> **To-do item**
Turn every line of the entries below into a JSON list of strings, one string per line. Skip blank lines.

[[ The data, beginning ]]

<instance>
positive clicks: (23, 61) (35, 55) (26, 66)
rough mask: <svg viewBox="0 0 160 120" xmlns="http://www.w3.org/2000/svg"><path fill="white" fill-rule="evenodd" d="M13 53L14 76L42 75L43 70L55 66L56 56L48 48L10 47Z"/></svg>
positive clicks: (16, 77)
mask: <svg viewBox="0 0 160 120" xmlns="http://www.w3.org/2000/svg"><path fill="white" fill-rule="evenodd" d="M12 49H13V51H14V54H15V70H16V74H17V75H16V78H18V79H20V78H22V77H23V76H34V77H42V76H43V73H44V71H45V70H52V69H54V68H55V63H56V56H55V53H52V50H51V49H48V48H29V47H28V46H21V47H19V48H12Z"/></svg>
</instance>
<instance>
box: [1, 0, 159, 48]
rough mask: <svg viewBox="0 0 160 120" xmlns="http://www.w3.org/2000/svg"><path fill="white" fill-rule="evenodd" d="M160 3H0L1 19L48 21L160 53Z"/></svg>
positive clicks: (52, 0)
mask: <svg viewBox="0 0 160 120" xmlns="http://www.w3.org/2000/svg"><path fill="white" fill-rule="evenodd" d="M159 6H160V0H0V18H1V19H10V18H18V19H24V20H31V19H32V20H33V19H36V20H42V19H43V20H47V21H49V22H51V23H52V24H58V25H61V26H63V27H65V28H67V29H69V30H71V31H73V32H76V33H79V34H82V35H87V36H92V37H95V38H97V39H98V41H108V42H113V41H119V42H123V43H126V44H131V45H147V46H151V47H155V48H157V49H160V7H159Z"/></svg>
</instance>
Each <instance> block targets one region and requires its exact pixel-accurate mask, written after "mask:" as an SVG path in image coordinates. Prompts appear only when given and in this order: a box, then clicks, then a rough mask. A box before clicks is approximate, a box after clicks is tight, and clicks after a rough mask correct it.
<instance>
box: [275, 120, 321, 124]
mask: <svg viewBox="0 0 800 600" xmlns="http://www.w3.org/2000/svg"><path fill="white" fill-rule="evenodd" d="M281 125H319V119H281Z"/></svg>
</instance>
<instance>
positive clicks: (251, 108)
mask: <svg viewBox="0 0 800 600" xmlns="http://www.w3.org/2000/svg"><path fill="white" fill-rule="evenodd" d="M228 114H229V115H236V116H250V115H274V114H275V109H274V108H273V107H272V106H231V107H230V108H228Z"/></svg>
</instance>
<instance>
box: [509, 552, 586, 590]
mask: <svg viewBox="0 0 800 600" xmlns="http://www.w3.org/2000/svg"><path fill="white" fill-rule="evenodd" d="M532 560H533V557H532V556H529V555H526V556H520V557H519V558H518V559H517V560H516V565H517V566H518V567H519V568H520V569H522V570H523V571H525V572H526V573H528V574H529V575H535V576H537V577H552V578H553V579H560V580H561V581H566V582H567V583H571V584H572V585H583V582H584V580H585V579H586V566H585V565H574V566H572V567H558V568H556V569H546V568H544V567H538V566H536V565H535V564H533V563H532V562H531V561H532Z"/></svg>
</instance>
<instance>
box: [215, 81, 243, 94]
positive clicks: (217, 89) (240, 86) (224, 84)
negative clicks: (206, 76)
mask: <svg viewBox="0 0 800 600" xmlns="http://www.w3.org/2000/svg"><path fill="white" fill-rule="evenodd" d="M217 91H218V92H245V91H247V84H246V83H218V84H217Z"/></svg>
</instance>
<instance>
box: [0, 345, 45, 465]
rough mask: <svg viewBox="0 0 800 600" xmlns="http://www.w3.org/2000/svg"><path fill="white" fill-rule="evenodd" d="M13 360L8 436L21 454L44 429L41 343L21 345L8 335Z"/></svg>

[[ The data, end ]]

> **Result**
[
  "<instance>",
  "positive clicks: (23, 61) (35, 55) (26, 66)",
  "rough mask: <svg viewBox=\"0 0 160 120\" xmlns=\"http://www.w3.org/2000/svg\"><path fill=\"white\" fill-rule=\"evenodd\" d=\"M13 53L14 76L42 75L43 70L55 66L56 56L48 48L10 47Z\"/></svg>",
  "positive clicks: (16, 77)",
  "mask: <svg viewBox=\"0 0 160 120\" xmlns=\"http://www.w3.org/2000/svg\"><path fill=\"white\" fill-rule=\"evenodd\" d=\"M12 49H13V51H14V54H15V70H16V74H17V75H16V78H18V79H20V78H22V77H23V76H34V77H42V76H43V73H44V71H45V70H52V69H54V68H55V63H56V56H55V53H52V50H51V49H48V48H29V47H28V46H21V47H19V48H12Z\"/></svg>",
  "</instance>",
  "<instance>",
  "box: [1, 0, 159, 48]",
  "rough mask: <svg viewBox=\"0 0 160 120\" xmlns=\"http://www.w3.org/2000/svg\"><path fill=\"white\" fill-rule=\"evenodd\" d=\"M160 3H0L1 19L48 21L160 53Z\"/></svg>",
  "positive clicks: (52, 0)",
  "mask: <svg viewBox=\"0 0 160 120\" xmlns=\"http://www.w3.org/2000/svg\"><path fill=\"white\" fill-rule=\"evenodd\" d=\"M159 6H160V0H0V18H1V19H10V18H18V19H24V20H31V19H32V20H33V19H36V20H42V19H43V20H47V21H49V22H51V23H52V24H58V25H61V26H63V27H65V28H67V29H69V30H71V31H73V32H76V33H79V34H82V35H87V36H92V37H95V38H97V39H98V41H108V42H113V41H119V42H123V43H126V44H131V45H147V46H151V47H155V48H157V49H160V7H159Z\"/></svg>",
  "</instance>",
  "Each <instance> block targets one region and requires its exact pixel-accurate mask, written after \"mask:\" as an SVG path in image coordinates. Prompts appear only when given and in this order: a box, then clicks, then a rough mask. A box before clicks is approximate, a box after clicks is tight, and clicks after a rough mask correct it.",
  "<instance>",
  "box: [275, 120, 321, 124]",
  "mask: <svg viewBox=\"0 0 800 600\" xmlns=\"http://www.w3.org/2000/svg\"><path fill=\"white\" fill-rule=\"evenodd\" d=\"M281 125H319V119H281Z\"/></svg>",
  "</instance>",
  "<instance>",
  "positive clicks: (251, 108)",
  "mask: <svg viewBox=\"0 0 800 600\" xmlns=\"http://www.w3.org/2000/svg\"><path fill=\"white\" fill-rule=\"evenodd\" d=\"M228 114H229V115H236V116H250V115H274V114H275V109H274V108H273V107H272V106H231V107H230V108H228Z\"/></svg>",
  "</instance>",
  "<instance>",
  "box: [509, 552, 586, 590]",
  "mask: <svg viewBox=\"0 0 800 600\" xmlns=\"http://www.w3.org/2000/svg\"><path fill=\"white\" fill-rule=\"evenodd\" d=\"M532 560H533V557H532V556H529V555H526V556H520V557H519V558H518V559H517V560H516V565H517V566H518V567H519V568H520V569H522V570H523V571H525V572H526V573H528V574H529V575H535V576H537V577H552V578H553V579H560V580H561V581H566V582H567V583H571V584H572V585H583V582H584V580H585V579H586V566H585V565H574V566H572V567H558V568H556V569H546V568H544V567H538V566H536V565H535V564H533V563H532V562H531V561H532Z\"/></svg>",
  "</instance>",
  "<instance>",
  "box: [215, 81, 243, 94]",
  "positive clicks: (217, 89) (240, 86) (224, 84)",
  "negative clicks: (206, 76)",
  "mask: <svg viewBox=\"0 0 800 600\" xmlns=\"http://www.w3.org/2000/svg\"><path fill=\"white\" fill-rule=\"evenodd\" d=\"M217 91H218V92H245V91H247V84H246V83H218V84H217Z\"/></svg>",
  "</instance>",
  "<instance>",
  "box: [0, 345, 45, 465]",
  "rough mask: <svg viewBox=\"0 0 800 600\" xmlns=\"http://www.w3.org/2000/svg\"><path fill=\"white\" fill-rule=\"evenodd\" d=\"M13 360L8 436L21 454L44 429L41 343L21 345L8 335Z\"/></svg>"
]